[Object point labels]
========================================
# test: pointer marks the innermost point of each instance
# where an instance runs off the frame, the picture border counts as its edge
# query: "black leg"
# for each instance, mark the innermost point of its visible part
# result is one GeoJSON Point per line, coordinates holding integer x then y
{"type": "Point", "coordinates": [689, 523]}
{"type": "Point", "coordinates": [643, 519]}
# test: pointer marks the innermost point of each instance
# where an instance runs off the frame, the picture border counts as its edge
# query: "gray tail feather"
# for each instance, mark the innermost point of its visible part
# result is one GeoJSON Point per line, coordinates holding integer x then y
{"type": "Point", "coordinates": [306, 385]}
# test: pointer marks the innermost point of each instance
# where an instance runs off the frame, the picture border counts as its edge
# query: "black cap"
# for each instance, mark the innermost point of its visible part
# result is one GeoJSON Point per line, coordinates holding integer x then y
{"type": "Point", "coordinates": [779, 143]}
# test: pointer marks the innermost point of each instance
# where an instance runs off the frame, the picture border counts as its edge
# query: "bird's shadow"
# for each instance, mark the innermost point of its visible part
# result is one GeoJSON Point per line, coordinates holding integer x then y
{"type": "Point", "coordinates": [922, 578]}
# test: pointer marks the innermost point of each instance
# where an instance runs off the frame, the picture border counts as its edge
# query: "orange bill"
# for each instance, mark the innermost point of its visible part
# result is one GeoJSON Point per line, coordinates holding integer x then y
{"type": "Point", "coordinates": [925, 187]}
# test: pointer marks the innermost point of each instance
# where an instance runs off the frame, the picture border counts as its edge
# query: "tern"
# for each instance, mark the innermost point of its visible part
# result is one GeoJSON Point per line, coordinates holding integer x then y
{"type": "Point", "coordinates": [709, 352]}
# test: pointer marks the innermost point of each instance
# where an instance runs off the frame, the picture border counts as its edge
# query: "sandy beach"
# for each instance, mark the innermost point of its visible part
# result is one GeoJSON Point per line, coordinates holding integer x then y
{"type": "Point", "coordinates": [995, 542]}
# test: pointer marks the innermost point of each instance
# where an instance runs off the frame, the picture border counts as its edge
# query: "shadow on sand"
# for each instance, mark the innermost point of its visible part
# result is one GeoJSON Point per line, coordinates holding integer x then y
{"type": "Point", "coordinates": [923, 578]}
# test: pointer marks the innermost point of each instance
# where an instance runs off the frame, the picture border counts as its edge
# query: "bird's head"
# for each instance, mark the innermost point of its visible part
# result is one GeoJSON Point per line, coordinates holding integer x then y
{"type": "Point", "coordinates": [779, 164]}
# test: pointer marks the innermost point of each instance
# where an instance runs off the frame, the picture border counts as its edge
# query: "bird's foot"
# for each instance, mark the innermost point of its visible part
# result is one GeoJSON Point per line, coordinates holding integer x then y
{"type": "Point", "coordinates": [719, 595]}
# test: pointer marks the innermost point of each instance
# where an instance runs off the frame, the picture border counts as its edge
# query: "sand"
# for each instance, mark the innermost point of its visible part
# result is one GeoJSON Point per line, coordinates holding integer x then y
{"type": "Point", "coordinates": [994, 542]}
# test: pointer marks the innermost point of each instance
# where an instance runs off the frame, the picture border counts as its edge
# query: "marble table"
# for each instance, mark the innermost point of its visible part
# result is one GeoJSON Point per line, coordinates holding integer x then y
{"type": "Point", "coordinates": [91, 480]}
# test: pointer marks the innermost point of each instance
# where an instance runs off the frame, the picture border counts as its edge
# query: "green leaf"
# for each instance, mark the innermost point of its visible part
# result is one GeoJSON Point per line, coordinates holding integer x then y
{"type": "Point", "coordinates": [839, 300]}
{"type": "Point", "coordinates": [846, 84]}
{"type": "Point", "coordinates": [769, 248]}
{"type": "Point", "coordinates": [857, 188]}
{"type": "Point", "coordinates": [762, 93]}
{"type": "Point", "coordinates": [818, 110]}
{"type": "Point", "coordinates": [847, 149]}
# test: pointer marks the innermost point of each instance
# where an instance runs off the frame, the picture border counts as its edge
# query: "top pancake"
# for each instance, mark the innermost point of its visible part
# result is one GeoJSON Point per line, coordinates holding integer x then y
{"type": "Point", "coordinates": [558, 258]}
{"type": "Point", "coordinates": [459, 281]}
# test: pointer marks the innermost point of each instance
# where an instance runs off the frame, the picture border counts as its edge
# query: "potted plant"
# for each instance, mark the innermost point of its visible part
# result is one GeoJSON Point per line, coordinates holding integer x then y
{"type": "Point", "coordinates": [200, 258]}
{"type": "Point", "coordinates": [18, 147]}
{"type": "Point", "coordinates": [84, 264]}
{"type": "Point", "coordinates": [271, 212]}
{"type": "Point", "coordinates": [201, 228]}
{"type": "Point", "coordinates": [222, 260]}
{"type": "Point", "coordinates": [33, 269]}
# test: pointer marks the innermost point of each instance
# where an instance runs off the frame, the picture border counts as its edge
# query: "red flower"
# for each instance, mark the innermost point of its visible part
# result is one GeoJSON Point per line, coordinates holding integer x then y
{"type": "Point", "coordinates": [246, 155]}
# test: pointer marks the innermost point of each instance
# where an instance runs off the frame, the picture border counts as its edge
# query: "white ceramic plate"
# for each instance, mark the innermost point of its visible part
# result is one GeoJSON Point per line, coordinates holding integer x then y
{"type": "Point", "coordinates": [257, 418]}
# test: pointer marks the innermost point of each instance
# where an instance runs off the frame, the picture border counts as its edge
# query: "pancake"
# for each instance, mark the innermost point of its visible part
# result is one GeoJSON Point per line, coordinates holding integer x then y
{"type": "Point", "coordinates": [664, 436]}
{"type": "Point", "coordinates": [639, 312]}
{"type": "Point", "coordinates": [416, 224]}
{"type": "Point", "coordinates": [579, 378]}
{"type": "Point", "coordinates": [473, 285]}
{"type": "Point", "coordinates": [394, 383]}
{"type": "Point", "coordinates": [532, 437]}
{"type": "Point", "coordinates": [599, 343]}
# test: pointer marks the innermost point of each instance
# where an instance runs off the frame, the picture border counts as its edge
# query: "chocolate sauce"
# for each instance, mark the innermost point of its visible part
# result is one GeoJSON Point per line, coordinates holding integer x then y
========================================
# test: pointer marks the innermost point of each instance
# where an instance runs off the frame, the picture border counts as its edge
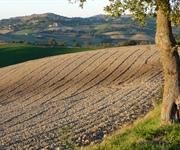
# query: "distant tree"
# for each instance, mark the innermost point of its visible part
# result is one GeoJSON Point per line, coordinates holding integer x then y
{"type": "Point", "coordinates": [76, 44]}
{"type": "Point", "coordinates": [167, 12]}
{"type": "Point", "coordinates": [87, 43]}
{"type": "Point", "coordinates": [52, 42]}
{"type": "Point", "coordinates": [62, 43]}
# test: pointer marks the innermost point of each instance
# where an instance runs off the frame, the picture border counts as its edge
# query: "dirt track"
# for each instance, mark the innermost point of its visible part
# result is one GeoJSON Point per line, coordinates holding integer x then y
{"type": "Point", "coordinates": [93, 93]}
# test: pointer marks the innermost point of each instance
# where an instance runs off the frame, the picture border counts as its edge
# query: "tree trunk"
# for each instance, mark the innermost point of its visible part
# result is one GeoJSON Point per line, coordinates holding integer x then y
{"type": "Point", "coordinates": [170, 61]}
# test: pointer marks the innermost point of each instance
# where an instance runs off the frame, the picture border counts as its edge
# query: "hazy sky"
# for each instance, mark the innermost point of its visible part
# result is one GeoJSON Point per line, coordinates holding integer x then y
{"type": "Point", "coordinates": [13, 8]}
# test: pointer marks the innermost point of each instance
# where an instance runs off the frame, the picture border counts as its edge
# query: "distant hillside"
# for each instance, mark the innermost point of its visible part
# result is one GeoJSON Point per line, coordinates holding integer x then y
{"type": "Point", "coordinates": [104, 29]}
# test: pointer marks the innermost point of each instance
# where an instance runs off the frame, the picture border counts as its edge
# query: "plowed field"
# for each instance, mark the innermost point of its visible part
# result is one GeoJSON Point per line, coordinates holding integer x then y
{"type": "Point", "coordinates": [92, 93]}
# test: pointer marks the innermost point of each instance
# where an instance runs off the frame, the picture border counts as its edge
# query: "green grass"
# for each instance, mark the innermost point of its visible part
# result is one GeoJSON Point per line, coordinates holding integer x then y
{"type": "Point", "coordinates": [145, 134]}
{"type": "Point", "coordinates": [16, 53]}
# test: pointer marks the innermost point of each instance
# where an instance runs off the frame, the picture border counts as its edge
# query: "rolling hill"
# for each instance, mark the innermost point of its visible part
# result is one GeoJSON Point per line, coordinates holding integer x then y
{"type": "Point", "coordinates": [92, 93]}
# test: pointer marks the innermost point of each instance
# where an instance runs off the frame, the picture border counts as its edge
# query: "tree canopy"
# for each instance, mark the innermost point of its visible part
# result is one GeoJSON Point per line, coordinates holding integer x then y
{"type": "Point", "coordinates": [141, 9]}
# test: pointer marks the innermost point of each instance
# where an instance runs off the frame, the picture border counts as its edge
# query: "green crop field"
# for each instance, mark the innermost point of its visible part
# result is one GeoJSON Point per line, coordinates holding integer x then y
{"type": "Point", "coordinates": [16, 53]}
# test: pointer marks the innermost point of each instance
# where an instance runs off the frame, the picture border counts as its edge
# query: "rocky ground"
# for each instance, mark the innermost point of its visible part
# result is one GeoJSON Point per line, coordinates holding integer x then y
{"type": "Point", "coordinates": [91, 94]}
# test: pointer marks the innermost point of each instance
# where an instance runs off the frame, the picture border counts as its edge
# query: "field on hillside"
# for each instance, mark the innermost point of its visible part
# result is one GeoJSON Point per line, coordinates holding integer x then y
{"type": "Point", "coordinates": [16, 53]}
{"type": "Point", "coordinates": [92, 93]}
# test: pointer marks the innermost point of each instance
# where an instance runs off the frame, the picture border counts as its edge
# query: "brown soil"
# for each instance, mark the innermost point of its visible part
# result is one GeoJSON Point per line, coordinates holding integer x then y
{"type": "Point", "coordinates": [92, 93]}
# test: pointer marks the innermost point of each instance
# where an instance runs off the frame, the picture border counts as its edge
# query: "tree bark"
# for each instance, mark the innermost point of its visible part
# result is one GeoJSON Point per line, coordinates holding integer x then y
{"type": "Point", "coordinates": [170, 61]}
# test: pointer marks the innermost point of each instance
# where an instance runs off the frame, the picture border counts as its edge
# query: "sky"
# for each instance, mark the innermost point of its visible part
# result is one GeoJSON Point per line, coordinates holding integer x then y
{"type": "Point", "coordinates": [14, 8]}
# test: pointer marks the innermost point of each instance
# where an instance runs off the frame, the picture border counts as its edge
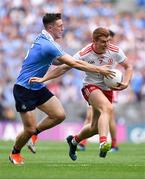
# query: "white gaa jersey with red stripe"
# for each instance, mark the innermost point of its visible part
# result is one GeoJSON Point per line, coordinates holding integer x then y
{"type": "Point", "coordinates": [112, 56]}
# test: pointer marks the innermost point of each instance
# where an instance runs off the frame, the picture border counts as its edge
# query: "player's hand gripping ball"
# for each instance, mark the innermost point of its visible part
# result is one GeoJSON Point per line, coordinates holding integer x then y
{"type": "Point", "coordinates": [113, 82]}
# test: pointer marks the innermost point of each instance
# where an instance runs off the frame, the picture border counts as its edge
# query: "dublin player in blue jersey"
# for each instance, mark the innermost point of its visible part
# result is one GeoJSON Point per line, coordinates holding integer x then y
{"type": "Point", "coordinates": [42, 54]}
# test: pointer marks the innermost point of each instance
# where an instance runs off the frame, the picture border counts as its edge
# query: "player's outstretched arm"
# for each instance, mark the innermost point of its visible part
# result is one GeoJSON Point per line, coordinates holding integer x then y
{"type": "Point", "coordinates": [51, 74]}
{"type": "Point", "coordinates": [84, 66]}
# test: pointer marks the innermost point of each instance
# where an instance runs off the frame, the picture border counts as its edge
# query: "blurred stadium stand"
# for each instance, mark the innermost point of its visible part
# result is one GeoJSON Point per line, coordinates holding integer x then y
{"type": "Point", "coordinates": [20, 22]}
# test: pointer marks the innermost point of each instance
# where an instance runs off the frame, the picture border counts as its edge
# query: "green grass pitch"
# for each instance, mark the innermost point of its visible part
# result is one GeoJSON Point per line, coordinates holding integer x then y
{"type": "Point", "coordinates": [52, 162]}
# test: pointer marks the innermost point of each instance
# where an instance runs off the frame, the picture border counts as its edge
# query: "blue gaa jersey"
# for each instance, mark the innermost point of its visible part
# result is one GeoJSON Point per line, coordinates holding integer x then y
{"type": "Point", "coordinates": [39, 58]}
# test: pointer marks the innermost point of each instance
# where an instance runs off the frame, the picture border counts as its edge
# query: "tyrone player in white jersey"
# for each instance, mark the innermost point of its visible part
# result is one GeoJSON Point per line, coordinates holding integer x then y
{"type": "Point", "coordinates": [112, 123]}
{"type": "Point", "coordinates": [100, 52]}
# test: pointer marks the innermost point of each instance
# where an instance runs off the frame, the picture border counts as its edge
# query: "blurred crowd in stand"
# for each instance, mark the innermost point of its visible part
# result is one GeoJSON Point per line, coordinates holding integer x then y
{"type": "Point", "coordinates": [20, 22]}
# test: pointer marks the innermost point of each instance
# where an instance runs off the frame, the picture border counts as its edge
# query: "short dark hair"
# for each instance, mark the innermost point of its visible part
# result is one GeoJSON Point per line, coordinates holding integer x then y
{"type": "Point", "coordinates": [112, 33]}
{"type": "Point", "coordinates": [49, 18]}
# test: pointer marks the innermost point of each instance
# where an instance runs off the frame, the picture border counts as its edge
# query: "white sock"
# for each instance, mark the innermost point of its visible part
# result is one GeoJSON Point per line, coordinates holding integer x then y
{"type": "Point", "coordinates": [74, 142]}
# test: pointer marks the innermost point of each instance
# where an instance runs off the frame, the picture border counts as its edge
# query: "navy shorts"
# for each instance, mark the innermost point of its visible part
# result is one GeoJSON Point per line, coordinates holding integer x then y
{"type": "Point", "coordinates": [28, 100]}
========================================
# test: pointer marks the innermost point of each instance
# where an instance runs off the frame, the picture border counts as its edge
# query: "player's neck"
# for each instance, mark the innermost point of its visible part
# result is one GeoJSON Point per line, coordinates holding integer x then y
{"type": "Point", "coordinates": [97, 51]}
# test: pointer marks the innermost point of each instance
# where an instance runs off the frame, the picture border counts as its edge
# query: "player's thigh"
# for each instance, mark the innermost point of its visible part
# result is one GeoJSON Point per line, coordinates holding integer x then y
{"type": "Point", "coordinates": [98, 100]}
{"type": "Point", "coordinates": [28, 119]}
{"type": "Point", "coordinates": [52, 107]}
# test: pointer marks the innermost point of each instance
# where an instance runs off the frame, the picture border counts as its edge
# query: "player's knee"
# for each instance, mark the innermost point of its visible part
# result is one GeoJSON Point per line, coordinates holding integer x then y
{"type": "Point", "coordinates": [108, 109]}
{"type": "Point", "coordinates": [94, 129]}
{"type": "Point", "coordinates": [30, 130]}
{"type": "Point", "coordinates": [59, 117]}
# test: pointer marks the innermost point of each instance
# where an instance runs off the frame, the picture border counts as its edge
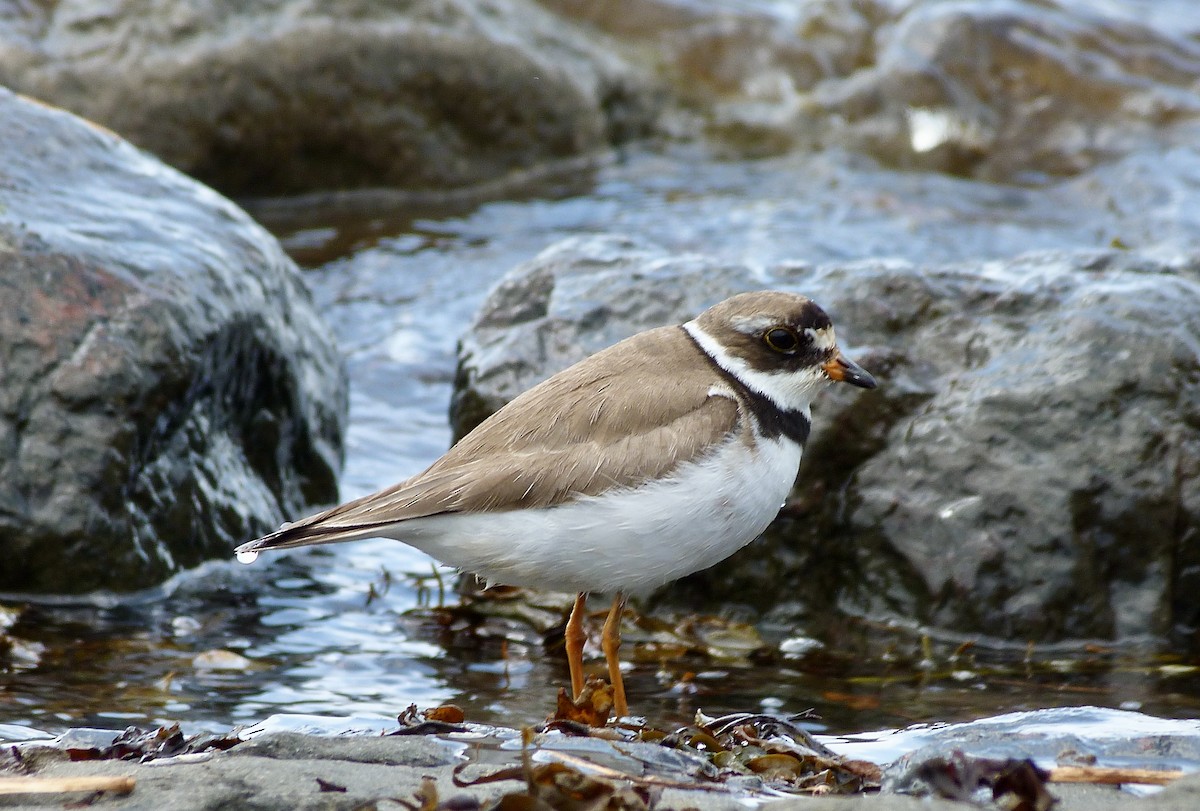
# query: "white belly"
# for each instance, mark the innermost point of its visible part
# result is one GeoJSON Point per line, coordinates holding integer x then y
========================================
Count the lines above that contain the word "stand". Give only the count.

Full answer
2